Point-per-instance localization data
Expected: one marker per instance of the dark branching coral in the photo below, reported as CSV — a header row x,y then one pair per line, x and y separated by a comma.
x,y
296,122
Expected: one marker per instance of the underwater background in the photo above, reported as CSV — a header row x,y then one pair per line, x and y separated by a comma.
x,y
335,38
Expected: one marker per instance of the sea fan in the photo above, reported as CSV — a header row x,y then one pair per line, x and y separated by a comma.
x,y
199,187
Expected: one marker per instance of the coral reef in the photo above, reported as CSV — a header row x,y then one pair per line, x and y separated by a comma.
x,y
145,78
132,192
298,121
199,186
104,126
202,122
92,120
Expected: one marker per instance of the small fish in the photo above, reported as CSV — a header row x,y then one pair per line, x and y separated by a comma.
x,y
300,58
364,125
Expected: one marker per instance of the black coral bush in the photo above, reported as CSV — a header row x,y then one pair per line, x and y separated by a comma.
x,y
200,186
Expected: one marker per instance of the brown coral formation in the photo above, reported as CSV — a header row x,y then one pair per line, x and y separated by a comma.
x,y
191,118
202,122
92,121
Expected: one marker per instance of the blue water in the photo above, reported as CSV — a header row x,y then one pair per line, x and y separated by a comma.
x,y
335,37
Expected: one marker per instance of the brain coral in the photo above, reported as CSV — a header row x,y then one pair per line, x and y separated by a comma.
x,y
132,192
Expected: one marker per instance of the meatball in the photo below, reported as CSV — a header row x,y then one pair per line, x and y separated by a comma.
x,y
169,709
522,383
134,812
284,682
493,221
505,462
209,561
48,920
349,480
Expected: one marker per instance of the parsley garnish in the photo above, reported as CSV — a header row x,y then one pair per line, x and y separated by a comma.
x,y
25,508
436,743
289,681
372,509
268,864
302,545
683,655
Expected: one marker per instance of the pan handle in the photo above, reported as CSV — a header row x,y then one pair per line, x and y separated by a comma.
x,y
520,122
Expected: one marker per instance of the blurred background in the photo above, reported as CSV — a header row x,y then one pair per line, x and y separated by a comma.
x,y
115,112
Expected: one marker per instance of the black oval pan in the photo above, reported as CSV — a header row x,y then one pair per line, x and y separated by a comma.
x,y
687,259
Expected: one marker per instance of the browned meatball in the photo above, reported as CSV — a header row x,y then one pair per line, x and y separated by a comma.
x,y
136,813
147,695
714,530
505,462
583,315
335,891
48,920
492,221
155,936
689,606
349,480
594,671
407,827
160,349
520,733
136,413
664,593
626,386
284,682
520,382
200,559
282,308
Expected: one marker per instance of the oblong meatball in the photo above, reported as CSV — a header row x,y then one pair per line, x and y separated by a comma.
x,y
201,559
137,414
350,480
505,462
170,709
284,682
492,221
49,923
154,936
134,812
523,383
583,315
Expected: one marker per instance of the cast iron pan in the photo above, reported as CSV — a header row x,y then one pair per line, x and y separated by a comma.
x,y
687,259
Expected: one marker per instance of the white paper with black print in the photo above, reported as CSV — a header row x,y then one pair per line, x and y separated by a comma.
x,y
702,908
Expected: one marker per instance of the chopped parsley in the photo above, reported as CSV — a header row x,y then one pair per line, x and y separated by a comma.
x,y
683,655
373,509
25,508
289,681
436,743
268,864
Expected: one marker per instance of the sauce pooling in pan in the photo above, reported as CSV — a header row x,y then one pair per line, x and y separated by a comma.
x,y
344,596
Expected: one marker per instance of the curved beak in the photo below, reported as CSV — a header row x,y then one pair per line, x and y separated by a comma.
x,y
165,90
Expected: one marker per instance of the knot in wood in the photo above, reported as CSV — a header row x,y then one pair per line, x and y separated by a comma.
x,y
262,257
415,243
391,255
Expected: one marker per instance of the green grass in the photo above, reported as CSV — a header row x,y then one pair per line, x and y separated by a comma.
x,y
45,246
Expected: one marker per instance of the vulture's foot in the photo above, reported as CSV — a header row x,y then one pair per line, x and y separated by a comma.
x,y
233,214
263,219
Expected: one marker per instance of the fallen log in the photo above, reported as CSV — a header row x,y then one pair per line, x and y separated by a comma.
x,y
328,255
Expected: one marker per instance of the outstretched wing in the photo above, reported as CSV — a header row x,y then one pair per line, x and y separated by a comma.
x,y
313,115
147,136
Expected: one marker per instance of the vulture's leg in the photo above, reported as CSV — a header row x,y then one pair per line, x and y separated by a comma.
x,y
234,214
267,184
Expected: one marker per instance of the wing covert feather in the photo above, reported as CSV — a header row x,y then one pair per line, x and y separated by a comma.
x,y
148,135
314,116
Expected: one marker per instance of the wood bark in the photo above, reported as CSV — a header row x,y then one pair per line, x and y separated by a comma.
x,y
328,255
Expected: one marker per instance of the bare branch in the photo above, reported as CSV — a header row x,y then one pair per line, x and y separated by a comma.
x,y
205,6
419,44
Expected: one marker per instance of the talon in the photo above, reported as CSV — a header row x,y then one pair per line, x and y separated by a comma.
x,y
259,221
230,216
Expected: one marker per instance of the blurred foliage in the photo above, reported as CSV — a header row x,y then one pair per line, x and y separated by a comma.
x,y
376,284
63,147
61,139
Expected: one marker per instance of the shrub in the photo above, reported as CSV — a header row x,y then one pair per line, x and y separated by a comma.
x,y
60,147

YOUR ASSIGNMENT
Each line of the records must be reproduced exactly.

RESPONSE TO THE TASK
Expected: one marker per instance of the dark branching coral in the photo below, reported as CSV — a header row x,y then one pair per line, x and y separated by a comma.
x,y
296,122
Expected: one marker per instance of the underwater background in the photo above, reported as CSV — a header row x,y then one pair per line, x and y separated by a comma.
x,y
335,38
Expected: one marker per instance of the sea fan in the photo above, reported as CSV — a header row x,y then one pair per line, x and y separated by a comma.
x,y
199,187
Expected: one marker per instance of the coral reef in the photo above, reported as CSV — a header row x,y then one pair per line, x and y separated by a comma.
x,y
145,78
132,192
298,121
199,186
104,126
202,122
92,120
Expected: one marker per instance of the small fish in the photo above, reported as CSV — a header row x,y then one pair per line, x and y separated by a comma.
x,y
300,58
364,125
Expected: one marker per instance of the black coral bush in the photo above, reported as CSV — a header row x,y then one pair per line, x and y separated by a comma.
x,y
200,186
Expected: one marker per instance of the brown coral formation in the photo above, reported as CSV — a header row x,y then one pair per line, x and y separated by a comma.
x,y
191,118
202,122
92,121
Expected: one marker per instance of the blue water in the photo above, reported as CSV — a header row x,y then one pair per line, x and y separated by a comma.
x,y
335,37
Expected: one marker per instance of the brain coral in the photo above, reported as CSV — a header row x,y then one pair per line, x and y separated by a comma.
x,y
132,192
Expected: one marker per instance of the meatball in the photo below, reported as CSV — a header row x,y then one pair per line, x and y separated by a comma.
x,y
169,709
522,383
134,812
284,682
493,221
505,462
209,561
48,920
349,480
Expected: one marker per instance of the parsley garnish in the photo above, reported as CSV — a header row x,y then one pair per line, x and y separated by a comma.
x,y
25,508
436,743
289,681
372,509
268,864
302,545
683,655
Expected: one marker per instance of the pan handle in the photo above, reported as CSV — a header row x,y then one pair per line, x and y separated by a comma.
x,y
520,122
Expected: one marker per instance of the blurred background in the photo above, reported as CSV — a header row x,y then one pair per line, x and y separated by a comma.
x,y
115,112
Expected: one marker per instance of the black oval pan in the photo above, reported as CSV — a header row x,y then one pair per line, x and y separated by a comma.
x,y
687,259
Expected: one marker per instance of the browned meatball in the photo above, reported as CSV — a header row x,y then one pair per line, x and y separated by a comma.
x,y
136,813
147,695
714,530
505,462
583,315
335,891
48,920
492,221
155,936
689,606
349,480
594,671
407,827
160,349
520,733
136,413
664,593
626,386
284,682
520,382
200,559
282,308
Expected: one marker per instance of the oblong meatball in the photo above, reported as CSV — a header row x,y then one pair per line, x and y separated by a comma.
x,y
201,559
137,414
350,480
505,462
170,709
284,682
492,221
49,923
154,936
134,812
523,383
583,315
Expected: one marker per instance of the cast iron pan in the photo above, reported as CSV — a header row x,y then one pair per line, x and y separated by a comma.
x,y
687,259
Expected: one marker per instance of the white paper with black print in the photo above, reported as CSV — a header row x,y then one pair per line, x and y separated by a comma.
x,y
702,908
Expected: one marker per instance of the chopped parsley in the photo above, reported as CSV — a header row x,y then one pair per line, x and y separated by a comma.
x,y
683,655
373,509
25,508
289,681
436,743
268,864
Expected: one marker per instance of the sauce pooling in pan in the photo above, reported as CSV — a header row x,y then one pair per line, x and y separated by a comma.
x,y
344,596
Expected: one marker per instance of the curved beak in the photo below, reported as CSV — a header row x,y then one pair per line, x and y separated by a comma.
x,y
165,90
Expected: one marker per instance of the knot in wood in the photo above, reported as CSV — a header row x,y then one pair per line, x and y separated by a comma.
x,y
262,257
415,243
391,255
Expected: one marker per instance of the green grass in the photo above, reported as CSV — a header row x,y then one pair per line, x and y separated by a comma.
x,y
45,246
Expected: one marker per instance of the vulture's foot in the photo above, reported as CSV — a header row x,y then one pair per line, x and y separated by a comma.
x,y
233,214
263,219
Expected: one marker per instance of the fallen log in the photo above, reported as CSV — a header row x,y then one pair per line, x and y separated by a comma.
x,y
328,255
Expected: one marker per instance of the outstretched wing in the photo above, reported as CSV — a header row x,y then one pair per line, x and y separated by a comma.
x,y
313,115
147,136
Expected: one marker per instance of the vulture's leg in the photo above, reported as CSV — a header row x,y then one pair per line, x and y separated by a comma.
x,y
234,214
267,184
Expected: one marker per instance of the wing covert feather in the photo above, reported as CSV — a header row x,y then one pair per line, x and y separated by a comma.
x,y
148,135
314,116
Expected: one marker per instance of the wood bark in the photo above, reported as CSV — a header row x,y then one pair per line, x and y separated by a comma.
x,y
328,255
Expected: one marker per instance of the bare branch in the photo above, reported as CSV — a header row x,y then one pair per line, x and y separated by a comma.
x,y
205,6
419,44
Expected: one marker per instance of the talon in the photo above, reported as CSV — a header row x,y then one pair per line, x and y separated by a comma.
x,y
259,221
230,216
Expected: one marker per instance of the blurred foliage in the photo above, reported as CSV — a header row x,y then one pair per line, x and y separated by a comma.
x,y
376,284
63,147
61,139
Expected: one marker per instance of the shrub in the photo above, reported as CSV — a header row x,y then one pair per line, x and y separated by a comma.
x,y
60,147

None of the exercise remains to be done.